Copy the data below word for word, starting at its first line and stopping after the line that contains "negative clicks: (311, 126)". Leave the pictures out of your copy.

####################

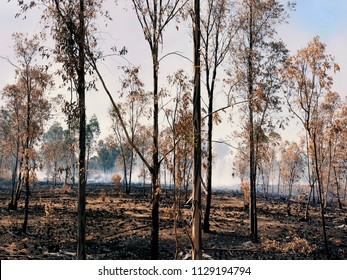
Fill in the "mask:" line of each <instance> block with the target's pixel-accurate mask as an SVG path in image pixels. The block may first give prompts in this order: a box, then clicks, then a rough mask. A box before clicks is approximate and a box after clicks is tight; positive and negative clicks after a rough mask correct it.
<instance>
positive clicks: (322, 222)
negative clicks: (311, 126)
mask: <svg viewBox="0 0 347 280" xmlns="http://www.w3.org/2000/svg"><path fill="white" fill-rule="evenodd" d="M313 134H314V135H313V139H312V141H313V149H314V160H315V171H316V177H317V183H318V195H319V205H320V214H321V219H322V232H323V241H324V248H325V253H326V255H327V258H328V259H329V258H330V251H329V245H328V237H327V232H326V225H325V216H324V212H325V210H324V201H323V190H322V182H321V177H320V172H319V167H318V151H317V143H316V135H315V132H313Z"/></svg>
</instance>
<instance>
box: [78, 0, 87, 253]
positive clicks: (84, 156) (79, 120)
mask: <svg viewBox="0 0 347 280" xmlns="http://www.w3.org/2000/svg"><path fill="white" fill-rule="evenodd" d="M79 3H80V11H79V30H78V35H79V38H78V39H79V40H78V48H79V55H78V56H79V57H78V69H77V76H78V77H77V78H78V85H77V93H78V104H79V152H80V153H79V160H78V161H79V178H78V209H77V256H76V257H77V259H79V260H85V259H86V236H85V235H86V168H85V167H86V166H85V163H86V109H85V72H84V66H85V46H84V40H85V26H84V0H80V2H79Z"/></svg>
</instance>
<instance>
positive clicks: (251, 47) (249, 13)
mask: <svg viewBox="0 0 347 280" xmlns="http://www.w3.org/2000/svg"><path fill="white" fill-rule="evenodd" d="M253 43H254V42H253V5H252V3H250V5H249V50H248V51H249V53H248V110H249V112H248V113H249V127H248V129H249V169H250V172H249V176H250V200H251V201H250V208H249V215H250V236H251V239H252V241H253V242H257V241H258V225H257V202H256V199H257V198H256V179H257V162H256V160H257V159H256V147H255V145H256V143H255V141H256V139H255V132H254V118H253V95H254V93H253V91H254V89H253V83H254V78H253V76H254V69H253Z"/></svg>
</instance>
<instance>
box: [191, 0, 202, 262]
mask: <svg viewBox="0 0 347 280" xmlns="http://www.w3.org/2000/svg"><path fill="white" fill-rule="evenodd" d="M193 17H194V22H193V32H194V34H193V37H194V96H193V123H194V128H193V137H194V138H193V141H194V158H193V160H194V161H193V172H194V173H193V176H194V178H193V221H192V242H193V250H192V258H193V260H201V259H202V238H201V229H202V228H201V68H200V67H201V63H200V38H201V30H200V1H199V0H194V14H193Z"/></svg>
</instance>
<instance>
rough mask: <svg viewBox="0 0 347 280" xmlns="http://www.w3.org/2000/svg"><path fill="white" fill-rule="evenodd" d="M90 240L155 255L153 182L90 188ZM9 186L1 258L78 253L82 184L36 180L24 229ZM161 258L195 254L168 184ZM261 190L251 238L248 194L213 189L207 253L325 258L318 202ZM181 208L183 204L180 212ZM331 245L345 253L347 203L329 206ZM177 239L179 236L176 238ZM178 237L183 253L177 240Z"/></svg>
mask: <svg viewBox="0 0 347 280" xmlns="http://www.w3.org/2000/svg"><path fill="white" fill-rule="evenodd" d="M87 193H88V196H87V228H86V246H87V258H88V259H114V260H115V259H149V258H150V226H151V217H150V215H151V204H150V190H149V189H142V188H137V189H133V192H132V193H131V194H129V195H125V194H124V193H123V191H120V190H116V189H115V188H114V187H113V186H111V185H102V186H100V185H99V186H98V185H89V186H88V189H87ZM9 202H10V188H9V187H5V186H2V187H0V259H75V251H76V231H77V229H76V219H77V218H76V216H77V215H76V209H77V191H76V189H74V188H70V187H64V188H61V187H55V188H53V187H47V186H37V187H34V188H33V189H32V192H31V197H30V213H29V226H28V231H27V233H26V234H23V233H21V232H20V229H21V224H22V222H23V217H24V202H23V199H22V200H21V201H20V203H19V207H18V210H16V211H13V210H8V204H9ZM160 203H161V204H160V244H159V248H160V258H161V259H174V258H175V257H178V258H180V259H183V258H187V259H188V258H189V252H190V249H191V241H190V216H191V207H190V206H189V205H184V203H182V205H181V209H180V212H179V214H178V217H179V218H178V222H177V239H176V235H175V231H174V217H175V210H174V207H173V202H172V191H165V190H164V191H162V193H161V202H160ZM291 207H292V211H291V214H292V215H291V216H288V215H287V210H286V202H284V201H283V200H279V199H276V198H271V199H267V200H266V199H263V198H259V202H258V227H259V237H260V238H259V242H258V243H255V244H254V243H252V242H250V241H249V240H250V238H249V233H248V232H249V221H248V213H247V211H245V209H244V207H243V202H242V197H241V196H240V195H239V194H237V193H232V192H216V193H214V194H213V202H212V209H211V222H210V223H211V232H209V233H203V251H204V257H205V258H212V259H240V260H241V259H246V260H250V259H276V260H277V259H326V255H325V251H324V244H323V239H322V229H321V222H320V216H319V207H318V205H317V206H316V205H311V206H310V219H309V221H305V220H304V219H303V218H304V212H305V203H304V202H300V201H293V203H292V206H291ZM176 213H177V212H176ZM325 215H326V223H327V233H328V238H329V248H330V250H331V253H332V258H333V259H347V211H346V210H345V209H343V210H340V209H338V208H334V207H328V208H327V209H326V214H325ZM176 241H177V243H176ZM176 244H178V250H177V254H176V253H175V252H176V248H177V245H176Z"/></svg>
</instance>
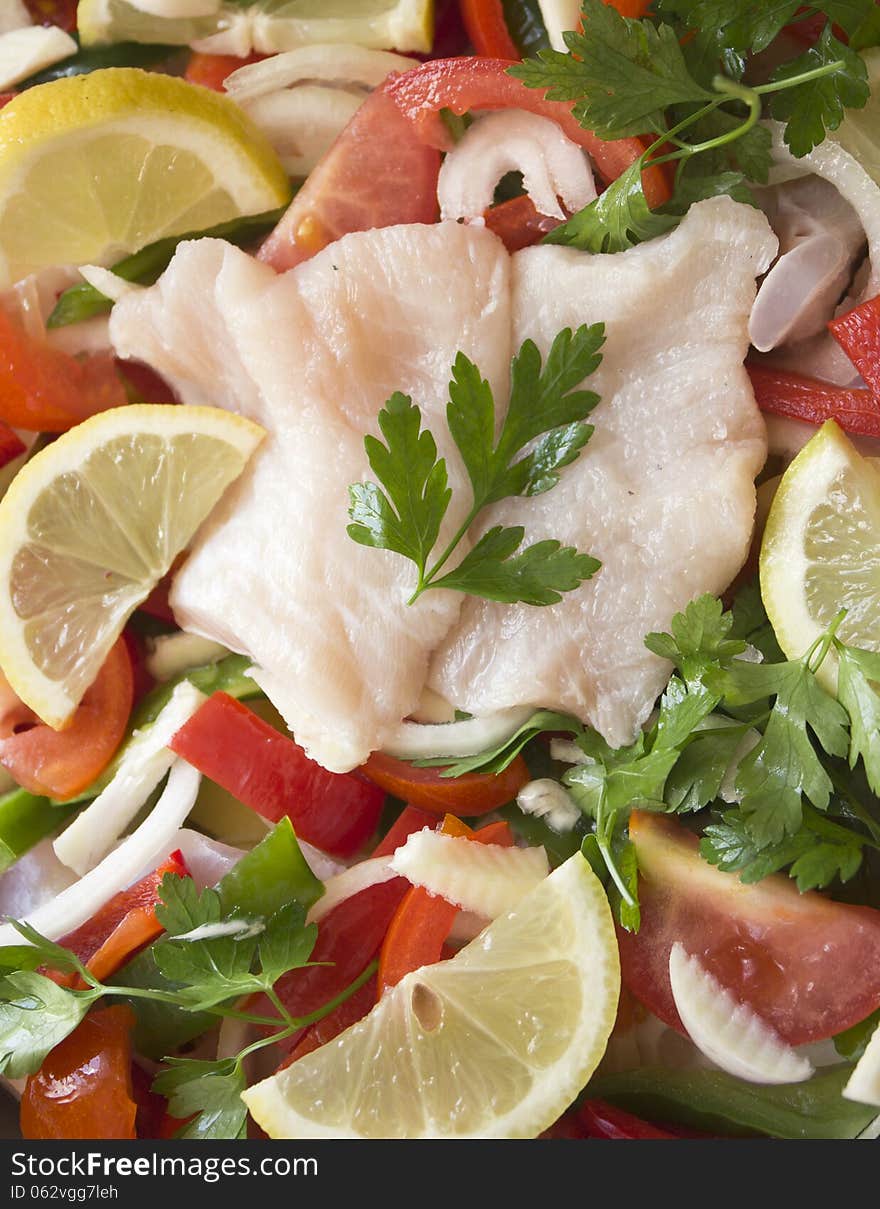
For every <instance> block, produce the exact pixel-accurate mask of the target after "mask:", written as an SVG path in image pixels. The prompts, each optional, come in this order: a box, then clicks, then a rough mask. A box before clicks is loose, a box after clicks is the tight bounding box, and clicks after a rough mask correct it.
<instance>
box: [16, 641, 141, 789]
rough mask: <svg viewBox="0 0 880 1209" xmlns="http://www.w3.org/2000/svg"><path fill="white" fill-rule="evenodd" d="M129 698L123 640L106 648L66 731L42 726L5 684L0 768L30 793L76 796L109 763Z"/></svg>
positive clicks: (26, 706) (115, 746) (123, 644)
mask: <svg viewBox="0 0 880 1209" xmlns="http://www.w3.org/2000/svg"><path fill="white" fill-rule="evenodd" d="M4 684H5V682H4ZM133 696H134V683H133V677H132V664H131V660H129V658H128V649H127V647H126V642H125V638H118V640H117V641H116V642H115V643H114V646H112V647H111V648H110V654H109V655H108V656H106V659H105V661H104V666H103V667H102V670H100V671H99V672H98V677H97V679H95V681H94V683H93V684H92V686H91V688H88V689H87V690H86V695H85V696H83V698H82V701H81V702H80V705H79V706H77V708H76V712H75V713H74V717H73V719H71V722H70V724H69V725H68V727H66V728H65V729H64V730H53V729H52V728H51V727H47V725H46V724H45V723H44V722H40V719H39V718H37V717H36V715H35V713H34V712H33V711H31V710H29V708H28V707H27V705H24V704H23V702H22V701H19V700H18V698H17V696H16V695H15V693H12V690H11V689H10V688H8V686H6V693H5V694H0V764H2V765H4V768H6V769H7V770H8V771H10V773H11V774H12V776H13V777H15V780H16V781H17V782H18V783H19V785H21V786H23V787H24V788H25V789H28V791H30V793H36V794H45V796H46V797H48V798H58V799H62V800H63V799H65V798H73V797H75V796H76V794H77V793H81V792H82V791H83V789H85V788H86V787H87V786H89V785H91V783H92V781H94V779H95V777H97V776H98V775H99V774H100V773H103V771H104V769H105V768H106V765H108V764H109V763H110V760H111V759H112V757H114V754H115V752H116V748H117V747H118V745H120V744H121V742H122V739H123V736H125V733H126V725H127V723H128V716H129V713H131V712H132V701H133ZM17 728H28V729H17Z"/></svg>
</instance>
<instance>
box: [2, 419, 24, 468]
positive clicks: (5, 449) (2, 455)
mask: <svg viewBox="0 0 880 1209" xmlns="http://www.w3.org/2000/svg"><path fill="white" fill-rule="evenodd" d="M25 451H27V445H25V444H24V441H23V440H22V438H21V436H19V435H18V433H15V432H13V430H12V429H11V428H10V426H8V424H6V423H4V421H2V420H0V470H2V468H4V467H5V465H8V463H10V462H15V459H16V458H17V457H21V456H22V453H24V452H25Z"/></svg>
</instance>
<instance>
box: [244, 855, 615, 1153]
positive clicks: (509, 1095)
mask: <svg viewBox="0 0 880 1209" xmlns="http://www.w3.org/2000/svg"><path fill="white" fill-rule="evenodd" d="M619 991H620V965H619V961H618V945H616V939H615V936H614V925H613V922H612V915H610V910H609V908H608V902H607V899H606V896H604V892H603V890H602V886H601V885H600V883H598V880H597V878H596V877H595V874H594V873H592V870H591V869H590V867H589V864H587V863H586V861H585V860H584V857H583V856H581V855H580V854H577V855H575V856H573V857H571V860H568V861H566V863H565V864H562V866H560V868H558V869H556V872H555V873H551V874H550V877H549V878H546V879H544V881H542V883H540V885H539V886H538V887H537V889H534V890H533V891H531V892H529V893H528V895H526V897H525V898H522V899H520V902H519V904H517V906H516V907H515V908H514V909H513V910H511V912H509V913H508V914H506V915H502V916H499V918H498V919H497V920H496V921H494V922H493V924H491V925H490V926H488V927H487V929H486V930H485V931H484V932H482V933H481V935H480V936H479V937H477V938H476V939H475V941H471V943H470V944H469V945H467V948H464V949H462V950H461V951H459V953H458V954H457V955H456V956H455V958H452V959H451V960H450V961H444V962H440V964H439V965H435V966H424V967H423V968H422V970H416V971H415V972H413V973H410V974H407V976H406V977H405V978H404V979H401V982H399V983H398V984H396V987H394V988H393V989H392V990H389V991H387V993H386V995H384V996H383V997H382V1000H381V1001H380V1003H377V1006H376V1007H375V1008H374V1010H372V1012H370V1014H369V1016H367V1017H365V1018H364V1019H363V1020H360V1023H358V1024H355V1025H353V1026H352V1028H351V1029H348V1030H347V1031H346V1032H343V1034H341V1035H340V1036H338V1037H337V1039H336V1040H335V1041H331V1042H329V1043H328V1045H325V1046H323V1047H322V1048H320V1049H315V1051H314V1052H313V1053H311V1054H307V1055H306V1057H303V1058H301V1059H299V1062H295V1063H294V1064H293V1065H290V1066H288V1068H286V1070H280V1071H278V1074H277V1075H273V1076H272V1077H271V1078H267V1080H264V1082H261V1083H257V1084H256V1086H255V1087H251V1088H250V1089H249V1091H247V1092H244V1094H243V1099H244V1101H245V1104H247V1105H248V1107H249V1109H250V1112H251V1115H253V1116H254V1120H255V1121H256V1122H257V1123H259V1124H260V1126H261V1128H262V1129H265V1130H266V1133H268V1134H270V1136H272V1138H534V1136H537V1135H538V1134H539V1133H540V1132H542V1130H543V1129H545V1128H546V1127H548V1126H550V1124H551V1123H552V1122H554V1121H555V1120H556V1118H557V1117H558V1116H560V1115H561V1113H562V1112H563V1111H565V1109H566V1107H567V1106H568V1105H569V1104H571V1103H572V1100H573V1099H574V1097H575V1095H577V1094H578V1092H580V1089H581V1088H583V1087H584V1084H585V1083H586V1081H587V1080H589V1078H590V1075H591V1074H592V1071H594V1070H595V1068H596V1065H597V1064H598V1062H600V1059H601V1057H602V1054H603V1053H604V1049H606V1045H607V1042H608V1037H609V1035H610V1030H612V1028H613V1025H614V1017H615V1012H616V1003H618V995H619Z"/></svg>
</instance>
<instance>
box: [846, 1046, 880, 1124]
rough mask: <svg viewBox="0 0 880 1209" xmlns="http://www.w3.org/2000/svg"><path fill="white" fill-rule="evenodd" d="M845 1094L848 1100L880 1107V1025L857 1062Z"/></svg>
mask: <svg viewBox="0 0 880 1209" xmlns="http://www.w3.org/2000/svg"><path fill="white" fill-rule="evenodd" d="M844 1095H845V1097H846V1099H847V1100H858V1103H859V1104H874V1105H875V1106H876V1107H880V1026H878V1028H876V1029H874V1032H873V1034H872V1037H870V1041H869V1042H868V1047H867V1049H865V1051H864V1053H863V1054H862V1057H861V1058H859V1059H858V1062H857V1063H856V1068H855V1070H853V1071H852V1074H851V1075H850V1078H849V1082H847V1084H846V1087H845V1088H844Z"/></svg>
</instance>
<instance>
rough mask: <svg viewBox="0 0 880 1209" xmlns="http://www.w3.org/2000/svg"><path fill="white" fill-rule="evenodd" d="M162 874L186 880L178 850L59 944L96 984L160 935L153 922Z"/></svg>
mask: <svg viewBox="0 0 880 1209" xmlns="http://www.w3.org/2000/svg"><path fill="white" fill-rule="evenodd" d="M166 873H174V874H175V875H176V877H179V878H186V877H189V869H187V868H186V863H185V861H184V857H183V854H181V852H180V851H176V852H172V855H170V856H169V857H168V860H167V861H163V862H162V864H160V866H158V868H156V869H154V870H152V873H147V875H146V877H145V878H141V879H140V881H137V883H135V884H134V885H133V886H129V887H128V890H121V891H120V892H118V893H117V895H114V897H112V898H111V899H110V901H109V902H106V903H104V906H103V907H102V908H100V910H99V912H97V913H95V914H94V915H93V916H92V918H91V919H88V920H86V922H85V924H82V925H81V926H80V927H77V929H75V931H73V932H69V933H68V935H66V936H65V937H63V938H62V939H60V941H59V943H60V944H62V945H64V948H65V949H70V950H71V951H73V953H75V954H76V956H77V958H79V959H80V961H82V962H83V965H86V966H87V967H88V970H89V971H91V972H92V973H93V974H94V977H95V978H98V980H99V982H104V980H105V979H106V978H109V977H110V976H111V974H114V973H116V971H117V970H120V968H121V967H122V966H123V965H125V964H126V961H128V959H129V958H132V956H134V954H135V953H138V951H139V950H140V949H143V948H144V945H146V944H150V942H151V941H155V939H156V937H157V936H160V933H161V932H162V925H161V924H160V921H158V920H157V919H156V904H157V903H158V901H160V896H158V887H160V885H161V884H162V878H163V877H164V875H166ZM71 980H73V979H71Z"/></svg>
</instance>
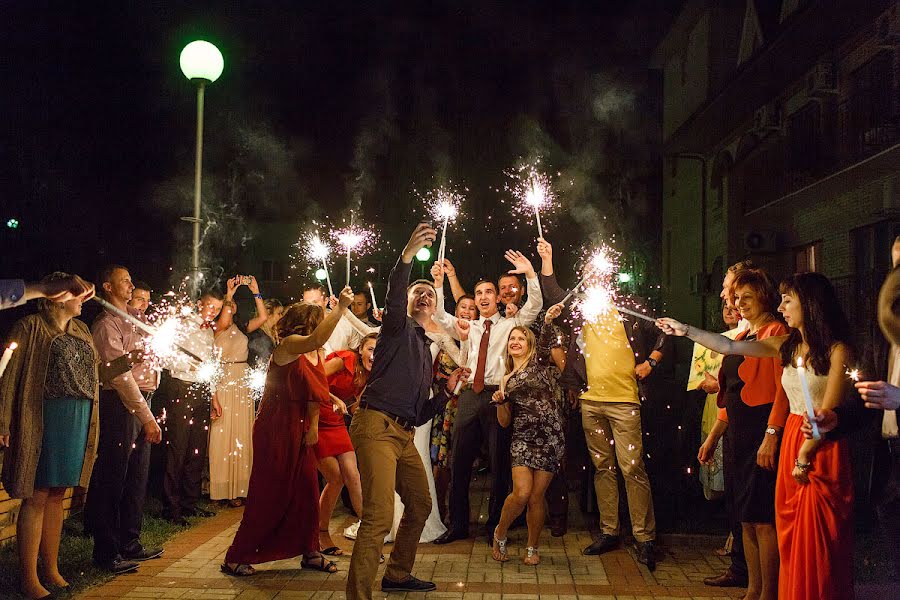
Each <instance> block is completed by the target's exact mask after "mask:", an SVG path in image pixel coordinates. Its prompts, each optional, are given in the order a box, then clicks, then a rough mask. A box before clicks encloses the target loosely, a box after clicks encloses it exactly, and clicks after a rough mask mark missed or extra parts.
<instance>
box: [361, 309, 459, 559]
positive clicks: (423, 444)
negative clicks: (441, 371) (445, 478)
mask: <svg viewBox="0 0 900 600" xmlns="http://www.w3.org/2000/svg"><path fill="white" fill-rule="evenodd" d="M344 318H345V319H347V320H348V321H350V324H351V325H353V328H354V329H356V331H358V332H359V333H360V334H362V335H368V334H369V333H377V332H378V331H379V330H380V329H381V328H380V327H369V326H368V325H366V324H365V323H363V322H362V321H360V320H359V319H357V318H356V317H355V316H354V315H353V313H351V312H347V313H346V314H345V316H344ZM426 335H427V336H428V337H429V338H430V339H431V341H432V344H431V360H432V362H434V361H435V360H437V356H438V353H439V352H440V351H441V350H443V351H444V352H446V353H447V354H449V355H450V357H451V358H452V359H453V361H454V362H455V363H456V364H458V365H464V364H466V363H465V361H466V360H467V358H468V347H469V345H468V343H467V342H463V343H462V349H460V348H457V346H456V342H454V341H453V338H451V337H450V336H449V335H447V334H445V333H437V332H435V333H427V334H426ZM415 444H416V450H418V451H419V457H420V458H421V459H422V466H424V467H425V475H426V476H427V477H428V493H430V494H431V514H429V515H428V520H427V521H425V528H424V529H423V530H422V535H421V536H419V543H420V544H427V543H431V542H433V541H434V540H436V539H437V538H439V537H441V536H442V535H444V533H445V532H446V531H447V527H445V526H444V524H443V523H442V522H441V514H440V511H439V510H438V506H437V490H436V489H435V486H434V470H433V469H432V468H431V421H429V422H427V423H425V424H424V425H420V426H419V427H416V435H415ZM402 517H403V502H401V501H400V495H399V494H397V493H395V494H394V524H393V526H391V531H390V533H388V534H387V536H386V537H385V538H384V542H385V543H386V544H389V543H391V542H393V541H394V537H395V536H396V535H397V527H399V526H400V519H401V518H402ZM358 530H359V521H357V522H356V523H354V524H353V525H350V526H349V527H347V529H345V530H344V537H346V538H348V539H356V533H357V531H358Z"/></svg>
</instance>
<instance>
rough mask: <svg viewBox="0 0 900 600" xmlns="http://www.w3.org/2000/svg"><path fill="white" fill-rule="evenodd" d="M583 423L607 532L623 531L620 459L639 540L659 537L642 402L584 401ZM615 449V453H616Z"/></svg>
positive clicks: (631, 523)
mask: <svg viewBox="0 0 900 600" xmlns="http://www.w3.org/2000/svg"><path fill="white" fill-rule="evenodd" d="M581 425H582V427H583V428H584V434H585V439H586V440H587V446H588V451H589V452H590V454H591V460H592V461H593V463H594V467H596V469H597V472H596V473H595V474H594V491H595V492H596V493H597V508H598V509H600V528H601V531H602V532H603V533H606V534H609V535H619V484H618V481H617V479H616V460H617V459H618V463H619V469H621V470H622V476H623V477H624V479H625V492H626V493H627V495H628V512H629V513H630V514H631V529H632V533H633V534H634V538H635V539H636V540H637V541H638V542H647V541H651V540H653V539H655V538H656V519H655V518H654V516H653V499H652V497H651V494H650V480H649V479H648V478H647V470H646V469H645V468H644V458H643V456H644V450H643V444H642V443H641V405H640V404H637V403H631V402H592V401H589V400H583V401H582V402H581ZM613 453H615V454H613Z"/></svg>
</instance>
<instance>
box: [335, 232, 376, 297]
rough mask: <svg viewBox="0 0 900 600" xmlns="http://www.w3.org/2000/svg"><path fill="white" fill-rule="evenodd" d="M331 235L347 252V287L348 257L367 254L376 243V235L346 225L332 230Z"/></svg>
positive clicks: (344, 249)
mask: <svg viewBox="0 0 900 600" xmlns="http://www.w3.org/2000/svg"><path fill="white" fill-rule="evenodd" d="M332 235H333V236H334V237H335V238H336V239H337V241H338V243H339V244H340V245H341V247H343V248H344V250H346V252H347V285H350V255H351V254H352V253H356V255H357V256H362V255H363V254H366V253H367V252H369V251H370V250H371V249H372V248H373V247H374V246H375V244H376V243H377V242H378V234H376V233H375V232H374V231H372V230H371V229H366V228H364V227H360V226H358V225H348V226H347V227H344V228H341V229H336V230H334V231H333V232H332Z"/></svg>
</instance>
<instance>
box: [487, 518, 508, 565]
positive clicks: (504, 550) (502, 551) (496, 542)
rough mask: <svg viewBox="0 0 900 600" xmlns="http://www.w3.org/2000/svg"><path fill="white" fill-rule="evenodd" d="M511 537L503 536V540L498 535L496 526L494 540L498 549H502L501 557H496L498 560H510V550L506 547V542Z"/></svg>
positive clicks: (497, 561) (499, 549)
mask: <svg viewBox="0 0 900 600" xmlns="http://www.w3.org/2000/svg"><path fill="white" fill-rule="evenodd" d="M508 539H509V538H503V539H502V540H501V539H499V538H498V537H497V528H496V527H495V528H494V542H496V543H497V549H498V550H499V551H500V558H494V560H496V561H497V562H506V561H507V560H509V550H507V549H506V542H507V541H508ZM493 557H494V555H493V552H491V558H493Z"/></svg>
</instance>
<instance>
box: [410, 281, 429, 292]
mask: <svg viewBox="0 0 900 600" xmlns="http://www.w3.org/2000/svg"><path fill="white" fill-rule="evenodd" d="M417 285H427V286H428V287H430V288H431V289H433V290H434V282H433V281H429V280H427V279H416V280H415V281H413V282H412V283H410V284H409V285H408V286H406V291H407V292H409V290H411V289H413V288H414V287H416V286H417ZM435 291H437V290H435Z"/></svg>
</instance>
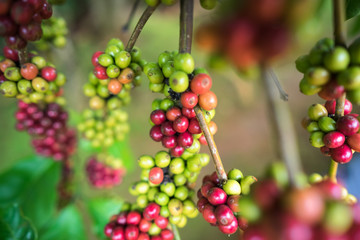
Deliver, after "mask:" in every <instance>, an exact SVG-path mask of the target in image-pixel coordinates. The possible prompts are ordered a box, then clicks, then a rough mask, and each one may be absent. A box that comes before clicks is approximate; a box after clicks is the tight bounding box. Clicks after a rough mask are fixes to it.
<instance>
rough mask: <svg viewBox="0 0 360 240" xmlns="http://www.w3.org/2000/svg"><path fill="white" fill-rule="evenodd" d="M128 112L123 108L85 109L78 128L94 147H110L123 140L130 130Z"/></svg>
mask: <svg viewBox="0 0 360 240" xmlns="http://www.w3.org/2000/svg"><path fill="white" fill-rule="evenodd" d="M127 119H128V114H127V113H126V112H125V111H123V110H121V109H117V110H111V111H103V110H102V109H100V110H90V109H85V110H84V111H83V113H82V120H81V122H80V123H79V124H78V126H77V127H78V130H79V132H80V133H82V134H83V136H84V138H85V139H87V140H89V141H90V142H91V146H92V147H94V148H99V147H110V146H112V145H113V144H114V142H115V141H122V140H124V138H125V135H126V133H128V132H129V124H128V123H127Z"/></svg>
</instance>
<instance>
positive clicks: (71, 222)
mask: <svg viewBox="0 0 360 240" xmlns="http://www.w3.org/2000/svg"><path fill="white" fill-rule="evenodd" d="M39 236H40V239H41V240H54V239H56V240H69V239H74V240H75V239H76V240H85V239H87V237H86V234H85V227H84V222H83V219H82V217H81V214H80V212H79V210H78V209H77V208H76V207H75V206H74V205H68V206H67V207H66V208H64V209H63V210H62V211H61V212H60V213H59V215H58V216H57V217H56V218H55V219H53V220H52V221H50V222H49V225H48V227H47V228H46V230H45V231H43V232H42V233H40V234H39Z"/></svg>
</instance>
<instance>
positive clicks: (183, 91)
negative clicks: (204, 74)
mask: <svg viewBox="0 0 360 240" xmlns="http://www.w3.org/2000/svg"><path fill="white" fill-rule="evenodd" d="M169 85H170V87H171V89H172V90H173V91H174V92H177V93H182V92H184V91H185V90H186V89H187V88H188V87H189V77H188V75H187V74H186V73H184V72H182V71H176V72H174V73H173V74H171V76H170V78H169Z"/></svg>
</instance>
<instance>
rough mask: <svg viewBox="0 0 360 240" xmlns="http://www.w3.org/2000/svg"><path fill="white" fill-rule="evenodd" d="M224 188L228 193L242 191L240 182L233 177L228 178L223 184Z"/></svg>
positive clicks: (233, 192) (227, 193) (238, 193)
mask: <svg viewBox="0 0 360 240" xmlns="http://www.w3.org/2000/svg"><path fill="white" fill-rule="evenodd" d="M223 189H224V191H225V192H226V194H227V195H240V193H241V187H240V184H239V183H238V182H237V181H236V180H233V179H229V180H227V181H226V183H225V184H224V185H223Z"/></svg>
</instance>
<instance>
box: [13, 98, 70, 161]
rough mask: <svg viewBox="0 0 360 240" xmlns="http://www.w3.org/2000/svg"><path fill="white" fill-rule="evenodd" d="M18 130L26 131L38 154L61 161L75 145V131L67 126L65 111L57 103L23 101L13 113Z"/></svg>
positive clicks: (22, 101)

####################

▶ _Response_:
Fill in the "mask:" line of each <instance> block with the target's pixel-accurate mask as an SVG path in image pixels. The block may first give prompts in this order: a box, then clicks, then a rough mask. A box before clicks is approximate and a box after clicks is tight; positive and negative clicks after a rough mask correct it.
<instance>
positive clicks: (322, 222)
negative clicks: (311, 126)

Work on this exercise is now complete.